→ **About this task**
If an entry holds a picture, drop the picture and restate the rest word for word.

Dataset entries
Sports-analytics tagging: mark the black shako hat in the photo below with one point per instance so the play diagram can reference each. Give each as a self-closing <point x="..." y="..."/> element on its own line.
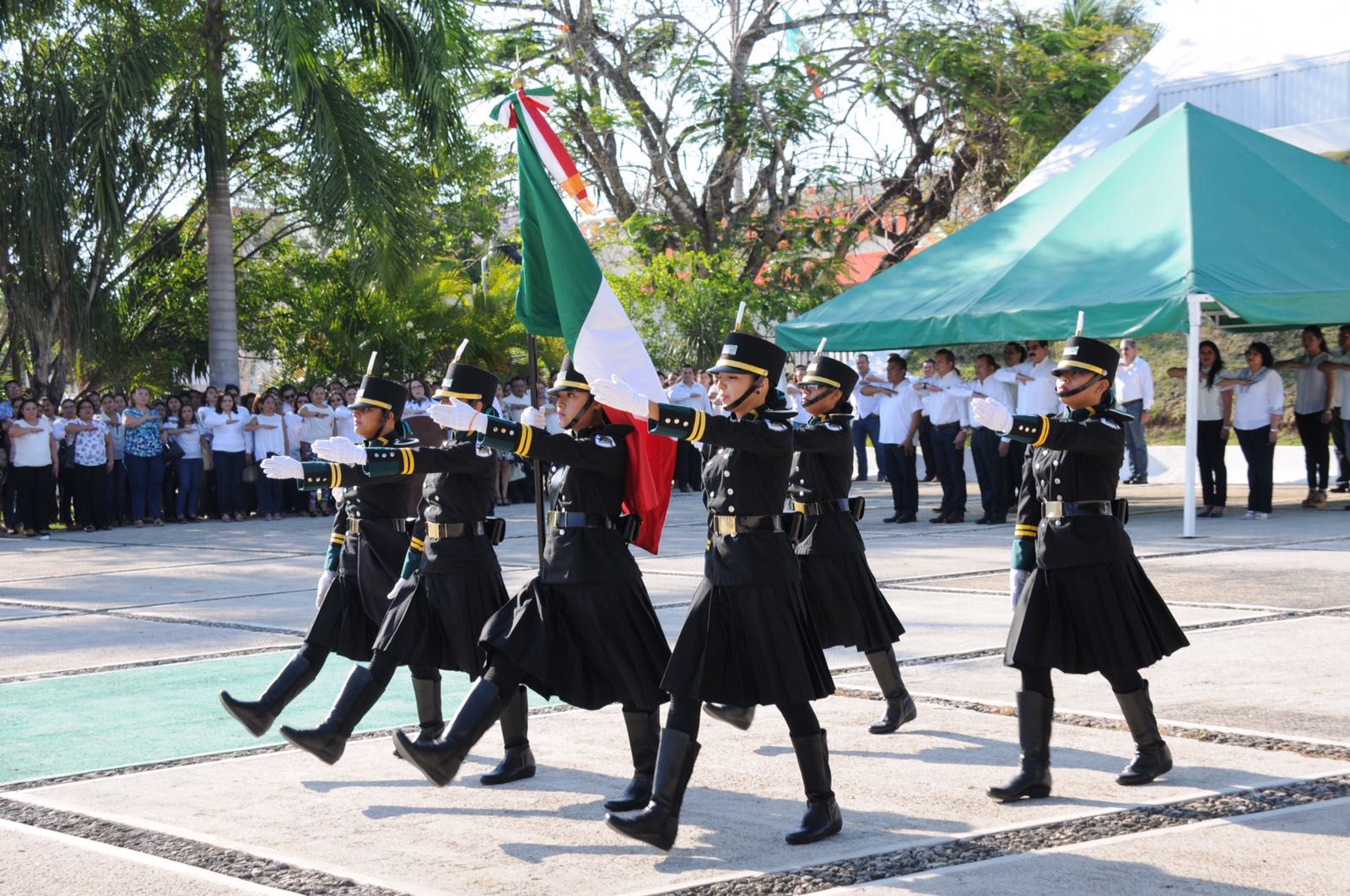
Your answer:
<point x="748" y="354"/>
<point x="381" y="393"/>
<point x="827" y="371"/>
<point x="1091" y="355"/>
<point x="467" y="384"/>
<point x="569" y="378"/>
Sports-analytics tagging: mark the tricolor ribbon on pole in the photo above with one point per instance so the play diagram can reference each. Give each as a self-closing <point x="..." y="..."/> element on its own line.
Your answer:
<point x="531" y="105"/>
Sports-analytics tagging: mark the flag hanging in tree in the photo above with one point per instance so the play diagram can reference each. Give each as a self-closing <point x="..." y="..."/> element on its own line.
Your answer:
<point x="564" y="293"/>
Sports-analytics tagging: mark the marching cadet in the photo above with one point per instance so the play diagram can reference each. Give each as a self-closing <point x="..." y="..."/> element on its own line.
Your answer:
<point x="450" y="585"/>
<point x="368" y="544"/>
<point x="584" y="629"/>
<point x="1083" y="601"/>
<point x="847" y="606"/>
<point x="748" y="637"/>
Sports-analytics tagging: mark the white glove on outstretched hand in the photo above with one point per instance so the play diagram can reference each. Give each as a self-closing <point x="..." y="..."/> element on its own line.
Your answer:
<point x="620" y="396"/>
<point x="283" y="467"/>
<point x="458" y="416"/>
<point x="341" y="450"/>
<point x="532" y="418"/>
<point x="991" y="413"/>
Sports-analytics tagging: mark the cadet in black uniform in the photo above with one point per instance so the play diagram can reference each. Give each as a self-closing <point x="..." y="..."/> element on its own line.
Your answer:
<point x="847" y="606"/>
<point x="366" y="548"/>
<point x="450" y="585"/>
<point x="1083" y="601"/>
<point x="584" y="629"/>
<point x="748" y="637"/>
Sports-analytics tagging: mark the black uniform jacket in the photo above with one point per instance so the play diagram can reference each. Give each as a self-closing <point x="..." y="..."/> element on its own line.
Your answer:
<point x="823" y="472"/>
<point x="1073" y="457"/>
<point x="746" y="475"/>
<point x="585" y="475"/>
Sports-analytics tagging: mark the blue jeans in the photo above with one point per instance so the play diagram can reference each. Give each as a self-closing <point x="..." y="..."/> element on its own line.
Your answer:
<point x="146" y="477"/>
<point x="1136" y="445"/>
<point x="189" y="486"/>
<point x="864" y="428"/>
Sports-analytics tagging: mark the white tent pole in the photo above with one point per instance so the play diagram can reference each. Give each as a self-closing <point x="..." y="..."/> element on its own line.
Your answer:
<point x="1192" y="400"/>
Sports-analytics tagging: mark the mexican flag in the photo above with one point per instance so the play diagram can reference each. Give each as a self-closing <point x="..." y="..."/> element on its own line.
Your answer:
<point x="564" y="293"/>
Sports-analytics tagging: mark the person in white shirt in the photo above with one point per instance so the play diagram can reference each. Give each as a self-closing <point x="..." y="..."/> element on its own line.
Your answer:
<point x="1315" y="385"/>
<point x="1134" y="391"/>
<point x="949" y="418"/>
<point x="688" y="461"/>
<point x="898" y="409"/>
<point x="1260" y="408"/>
<point x="867" y="424"/>
<point x="989" y="448"/>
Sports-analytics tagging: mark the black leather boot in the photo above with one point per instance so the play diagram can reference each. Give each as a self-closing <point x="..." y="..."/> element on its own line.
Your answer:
<point x="1034" y="715"/>
<point x="899" y="704"/>
<point x="645" y="733"/>
<point x="1152" y="756"/>
<point x="659" y="822"/>
<point x="328" y="741"/>
<point x="440" y="758"/>
<point x="823" y="814"/>
<point x="260" y="714"/>
<point x="739" y="717"/>
<point x="519" y="761"/>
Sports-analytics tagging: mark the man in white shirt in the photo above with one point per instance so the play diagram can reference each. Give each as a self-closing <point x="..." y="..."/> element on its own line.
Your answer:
<point x="688" y="461"/>
<point x="898" y="418"/>
<point x="949" y="416"/>
<point x="867" y="424"/>
<point x="1134" y="393"/>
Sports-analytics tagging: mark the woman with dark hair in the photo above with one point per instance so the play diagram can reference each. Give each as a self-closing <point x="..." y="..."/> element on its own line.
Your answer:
<point x="1215" y="418"/>
<point x="1260" y="407"/>
<point x="1314" y="398"/>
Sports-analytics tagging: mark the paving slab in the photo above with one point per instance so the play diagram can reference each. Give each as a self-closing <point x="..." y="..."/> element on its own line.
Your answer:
<point x="370" y="819"/>
<point x="40" y="862"/>
<point x="1242" y="677"/>
<point x="1289" y="850"/>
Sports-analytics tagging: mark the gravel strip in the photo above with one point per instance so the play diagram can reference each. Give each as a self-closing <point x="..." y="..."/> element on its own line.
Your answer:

→ **Reply**
Sports-analytics tagging: mark the black shako hat in the photo below with one point per instance so the play diagram can reference each. Give each as a self-closing <point x="..." y="..."/> element on its own line.
Your answer:
<point x="748" y="354"/>
<point x="381" y="393"/>
<point x="827" y="371"/>
<point x="1091" y="355"/>
<point x="467" y="384"/>
<point x="569" y="378"/>
Sports-analytics tagging: mark the tricolor ribbon on pole in the photo above with one point per instance so the play diagram can reference each. Give each as a self-closing <point x="..." y="..."/> element on its own line.
Your answer:
<point x="531" y="105"/>
Sports-analytics tagging: mark the flag hanging in tree in the photo above with one point per instance so the play diagram can reference each. Give each as a self-closing <point x="..." y="..."/> element on its own line.
Your answer:
<point x="564" y="293"/>
Sports-analytics tagging: mark the marching cadet in the photo above with one point per instance so the play diagram can reference each. Give each as a self-closing <point x="..." y="..."/> element on its own line.
Your answer:
<point x="450" y="585"/>
<point x="368" y="544"/>
<point x="584" y="629"/>
<point x="1083" y="601"/>
<point x="847" y="606"/>
<point x="748" y="637"/>
Sports-analytics tagging: mark the white glove on outstretched hand in the photo above with one point per instance so the play diagram can reference each. Give each as a self-closing <point x="..." y="..."/> element on its own line.
Your answer:
<point x="620" y="396"/>
<point x="283" y="467"/>
<point x="458" y="416"/>
<point x="341" y="450"/>
<point x="532" y="418"/>
<point x="991" y="413"/>
Sports-analytics tagging: mark the cadet in black uniform in the photo above with one point per instance so the play diagram can reference each. Give each as a self-closing <point x="..." y="..."/> element on its own line.
Your answer:
<point x="847" y="606"/>
<point x="366" y="548"/>
<point x="450" y="585"/>
<point x="1083" y="601"/>
<point x="584" y="629"/>
<point x="748" y="637"/>
Sports-analytics tagging: mark the black uniform jacket in the photo above with one point per instance so the play diagram can reference each. Give each as a self-closing <point x="..." y="..."/> element on its own line.
Your answer:
<point x="823" y="472"/>
<point x="1073" y="457"/>
<point x="746" y="475"/>
<point x="585" y="475"/>
Sports-analytics tagging: mark the blue jeans in the photo above with one point per instance so the play diagram can reference each. Give each as a self-closing <point x="..." y="..."/> element on its own line.
Your answer:
<point x="146" y="477"/>
<point x="1136" y="445"/>
<point x="189" y="486"/>
<point x="864" y="428"/>
Sports-analytics tagging: mark the white tent pole in the photo above with one point per instance so the play diagram can reference each. Give each as a self-closing <point x="..." y="..."/> element on its own line.
Your answer:
<point x="1192" y="400"/>
Sports-analytics tagging: mark the mexican flag in the photo above with one point per instance so the play diagram can reference each. Give each as a self-closing <point x="..." y="..."/> element on its own line.
Your answer:
<point x="564" y="293"/>
Sports-analytics tagging: mark the person in white shirt in the photo above with one point per instance so the play diagram can reference each. Give each as a self-closing <point x="..." y="..."/> element on its own line.
Your answer:
<point x="1315" y="385"/>
<point x="1134" y="391"/>
<point x="949" y="418"/>
<point x="688" y="461"/>
<point x="898" y="409"/>
<point x="1260" y="408"/>
<point x="867" y="424"/>
<point x="989" y="448"/>
Sports-analytics tagging: mark the black leather boot in the photo above with one point per instance so the play diagram can reference each. Give each as a self-closing <point x="..." y="..."/> element on its own line.
Your answer:
<point x="1034" y="715"/>
<point x="899" y="704"/>
<point x="645" y="733"/>
<point x="1152" y="756"/>
<point x="659" y="822"/>
<point x="328" y="741"/>
<point x="440" y="758"/>
<point x="823" y="814"/>
<point x="260" y="714"/>
<point x="739" y="717"/>
<point x="519" y="761"/>
Sports-analytics tagging: mark the man in white shirt in the photo above with one point per instance so the play diagram can reference each. Give each as a self-closing <point x="..." y="..."/> element on its own line.
Your answer:
<point x="688" y="461"/>
<point x="898" y="418"/>
<point x="949" y="416"/>
<point x="867" y="424"/>
<point x="1134" y="393"/>
Sports-analytics tagging: mark the woman with dark hair in the photo above with one point per instance so the play diagram can reference each. Give each as a self-closing <point x="..." y="..."/> element on its own line.
Your answer:
<point x="1215" y="418"/>
<point x="1260" y="407"/>
<point x="1314" y="398"/>
Sports-analytics tagging: mark the paving slab in the photo above with one point per instance so the play diagram can reference each. Give each as a self-closing <point x="..." y="..."/> element on its own line.
Your answer:
<point x="370" y="819"/>
<point x="40" y="862"/>
<point x="1242" y="677"/>
<point x="1289" y="850"/>
Sports-analytics tagging: mark the gravel strip in the photo above with one point per instance so the play diagram can reference each. Give each as a self-closing <point x="..." y="..."/> element on its own line.
Your answer:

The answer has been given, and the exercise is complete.